> WHAT IS ASKED:
(A) Answer these questions from the excerpt, one per line:
(i) What two things does the evaluation function Q combine?
(ii) What do the leaves of the tree correspond to?
(iii) In the selection step, how are the remaining unassigned parameters assigned?
(B) Decide whether each statement agrees with the excerpt. Answer yes or no, and quote the words that settle it.
(i) The model's input includes timings derived from profiling only the CPU versions of components.
(ii) The MCTS approach begins with a tree made up of a single root node.
(iii) Steps 2 and 3 are repeated until every complete mapping has been evaluated.
#### EXCERPT
Overview of our technique for programming heterogeneous multi-core systems

Fig. 2

Source code for image convolution before refactoring

Fig. 3

Source code for image convolution after refactoring

4 Deriving Mappings Using Monte Carlo Tree Search

In this section, we describe a model that we use to derive, for a given skeletal configuration, a good static mapping of its components to the available hardware. A static mapping in our case corresponds to a particular choice of values for the parameters of skeletons, i.e. the number of workers in each farm, the type (CPU or GPU) of each worker in each farm and each stage of each pipeline. The quality of a mapping is derived from a specific evaluation function Q, being a combination of the runtime and the resource utilisation.

Our model accepts as an input a skeletal configuration and the timings for its components (derived from profiling both for CPU and GPU versions, if the GPU version of a component is available). As an output, it produces a candidate static mapping and the corresponding estimated runtime of the skeletal configuration. Since considering all possible static mappings for a given skeletal configuration may be computationally intractable, an optimisation method is used. Here, we use the Monte Carlo Tree Search (MCTS) approach, well known for generating and evaluating large game trees in Game theory. In our case, the nodes of the generated tree correspond to estimated near-optimal mappings (with some of the skeleton parameters fixed) and the leaves of the tree correspond to complete mappings. The root of the tree corresponds to the near-optimal mapping of the whole skeleton configuration (with none of the parameters fixed). The children of a node represent different possibilities for fixing a yet unfixed skeleton parameter.

The MCTS approach starts from a tree that consists only of a single root node (i.e. a static mapping where no parameters are chosen). It proceeds by repeating the following three steps:

1. 1.

   Expansion step—A node (corresponding to a partial static mapping) is selected, and one of its children is added to the tree. This is equivalent to assigning a value to one previously unassigned parameter;

2. 2.

   Selection step—Starting from the newly added node, a complete static mapping is generated by randomly assigning the remaining unassigned parameters. The resulting static mapping is evaluated based on the evaluation function, Q, yielding the valuation v;

3. 3.

   Propagation step—The valuation, v, is propagated back to the node added in step 1.

Steps 2 and 3 are repeated a fixed number of times, attaining a reliable evaluation of the partial mapping in step 1 by evaluating a fixed number of random complete mappings that correspond to it. In this way, we avoid the exhaustive search of all complete mappings corresponding to that partial one. Then, step 1 is repeated, adding a new value to the partial mapping. Finally, the overall best complete mapping (a leaf of the tree) is selected.
########
#### SOURCE MATERIAL
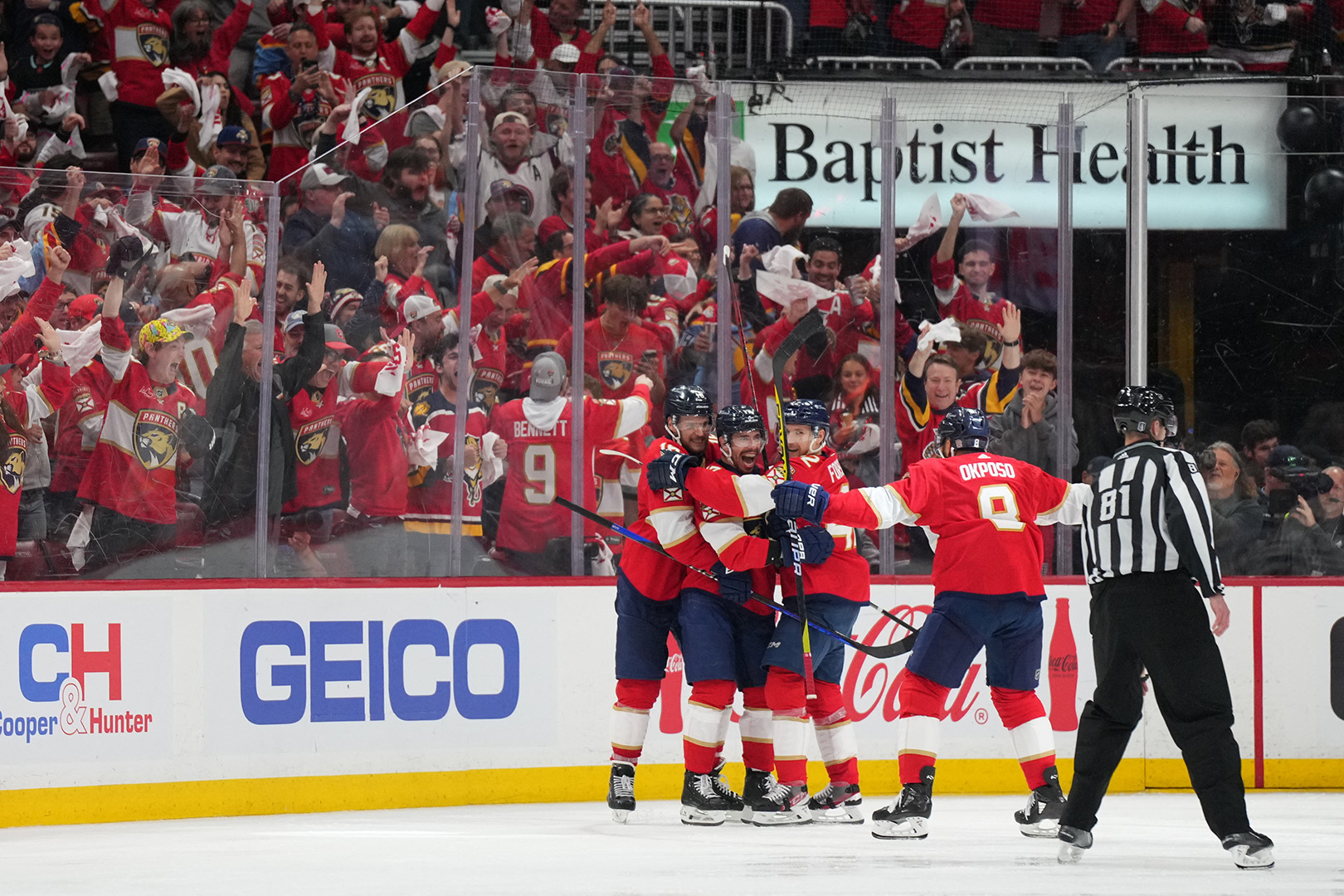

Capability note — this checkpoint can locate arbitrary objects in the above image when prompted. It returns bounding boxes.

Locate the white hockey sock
########
> EXERCISE SOLUTIONS:
(A)
(i) The runtime and the resource utilization.
(ii) Complete mappings.
(iii) Randomly.

(B)
(i) No: "derived from profiling both for CPU and GPU versions, if the GPU version of a component is available"
(ii) Yes: "starts from a tree that consists only of a single root node"
(iii) No: "Steps 2 and 3 are repeated a fixed number of times"